--- begin Document section ---
PHOENIX — Business interests trying to quash a vote on higher taxes on the rich sought to convince a judge Wednesday that the extent and breadth of the proposed new levy is being purposely understated and misleading.

Attorneys for both the Invest in Education initiative and the Arizona Chamber of Commerce and Industry agree that the measure, if approved by voters, would create an effective income tax rate on earnings above $250,000 of 8.04 percent, up from 4.54 percent now.

Taxes on earnings below that would remain unchanged. And estimates are that only about 4 percent of all Arizona taxpayers would be affected.

The description provided to those signing the initiative — and in the initiative text itself — says the measure will impose “a surcharge at the rate of 3.5 percent.’’ That, the business group contends, misleads the public about the extent of the change that is designed to raise $940 million a year for K-12 education.

They contend what’s really at issue is a 77.7 percent increase in the top tax rate. They want Maricopa County Superior Court Judge Christopher Coury to declare that the failure to sufficiently explain the extent of what is being proposed means the petitions and the initiative wording are fatally flawed and cannot be put before voters.
--- end Document section ---
--- begin Entries provided ---
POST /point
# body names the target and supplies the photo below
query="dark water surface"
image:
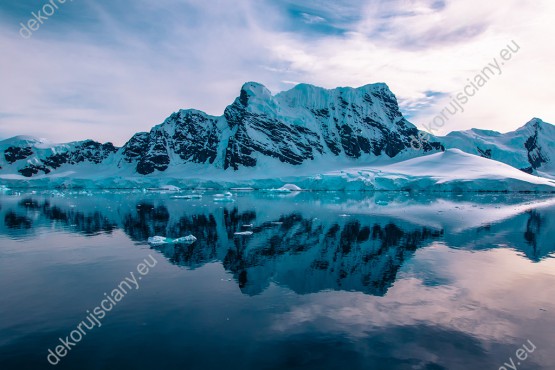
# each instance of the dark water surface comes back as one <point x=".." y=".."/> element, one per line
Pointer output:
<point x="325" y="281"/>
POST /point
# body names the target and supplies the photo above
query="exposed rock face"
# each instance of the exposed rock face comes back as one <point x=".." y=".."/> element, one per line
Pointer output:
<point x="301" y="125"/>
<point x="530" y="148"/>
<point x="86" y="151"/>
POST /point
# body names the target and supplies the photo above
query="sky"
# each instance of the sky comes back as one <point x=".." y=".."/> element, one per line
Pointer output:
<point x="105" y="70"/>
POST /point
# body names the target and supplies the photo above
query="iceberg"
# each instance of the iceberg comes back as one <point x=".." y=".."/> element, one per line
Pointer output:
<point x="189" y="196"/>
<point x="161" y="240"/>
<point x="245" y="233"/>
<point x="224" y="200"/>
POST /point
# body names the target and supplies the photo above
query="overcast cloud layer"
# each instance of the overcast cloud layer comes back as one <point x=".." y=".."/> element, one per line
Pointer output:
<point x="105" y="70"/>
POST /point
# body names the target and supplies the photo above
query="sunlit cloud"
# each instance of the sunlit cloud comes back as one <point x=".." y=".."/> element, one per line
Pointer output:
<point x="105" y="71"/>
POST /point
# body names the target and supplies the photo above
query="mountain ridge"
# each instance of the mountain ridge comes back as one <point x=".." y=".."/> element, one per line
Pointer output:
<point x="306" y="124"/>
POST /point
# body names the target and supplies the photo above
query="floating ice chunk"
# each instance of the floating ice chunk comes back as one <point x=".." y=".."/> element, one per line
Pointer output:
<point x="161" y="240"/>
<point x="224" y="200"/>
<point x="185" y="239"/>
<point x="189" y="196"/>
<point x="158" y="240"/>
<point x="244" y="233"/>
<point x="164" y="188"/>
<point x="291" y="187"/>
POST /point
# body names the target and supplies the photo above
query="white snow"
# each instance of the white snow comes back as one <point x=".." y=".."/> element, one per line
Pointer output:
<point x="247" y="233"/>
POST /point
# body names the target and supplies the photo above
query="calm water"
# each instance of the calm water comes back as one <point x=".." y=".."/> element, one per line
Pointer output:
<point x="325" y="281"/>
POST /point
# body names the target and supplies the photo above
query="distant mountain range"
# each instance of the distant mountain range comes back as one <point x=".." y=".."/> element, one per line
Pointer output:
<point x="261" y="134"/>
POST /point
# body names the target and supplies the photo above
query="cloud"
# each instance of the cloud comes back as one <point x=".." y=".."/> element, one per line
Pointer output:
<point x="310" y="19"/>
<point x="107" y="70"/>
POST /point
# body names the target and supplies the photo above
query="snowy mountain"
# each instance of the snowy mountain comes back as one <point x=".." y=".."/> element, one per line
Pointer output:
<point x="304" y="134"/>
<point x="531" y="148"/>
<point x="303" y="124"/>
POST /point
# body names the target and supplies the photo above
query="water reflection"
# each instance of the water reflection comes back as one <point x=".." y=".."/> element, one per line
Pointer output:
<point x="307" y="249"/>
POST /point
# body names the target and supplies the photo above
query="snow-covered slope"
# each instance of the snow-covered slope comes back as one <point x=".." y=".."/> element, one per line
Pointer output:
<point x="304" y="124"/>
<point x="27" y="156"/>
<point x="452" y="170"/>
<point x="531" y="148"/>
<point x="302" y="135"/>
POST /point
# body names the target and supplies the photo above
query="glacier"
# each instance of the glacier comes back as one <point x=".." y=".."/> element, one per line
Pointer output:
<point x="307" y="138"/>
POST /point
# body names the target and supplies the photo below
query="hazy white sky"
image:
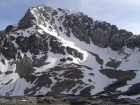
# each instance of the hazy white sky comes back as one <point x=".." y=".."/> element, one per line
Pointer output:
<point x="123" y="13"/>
--- end Entries provided ---
List every percentage figure that appears in the report on the Arizona tax initiative.

▶ **Task answer**: 8.04 percent, 4.54 percent, 4 percent, 3.5 percent, 77.7 percent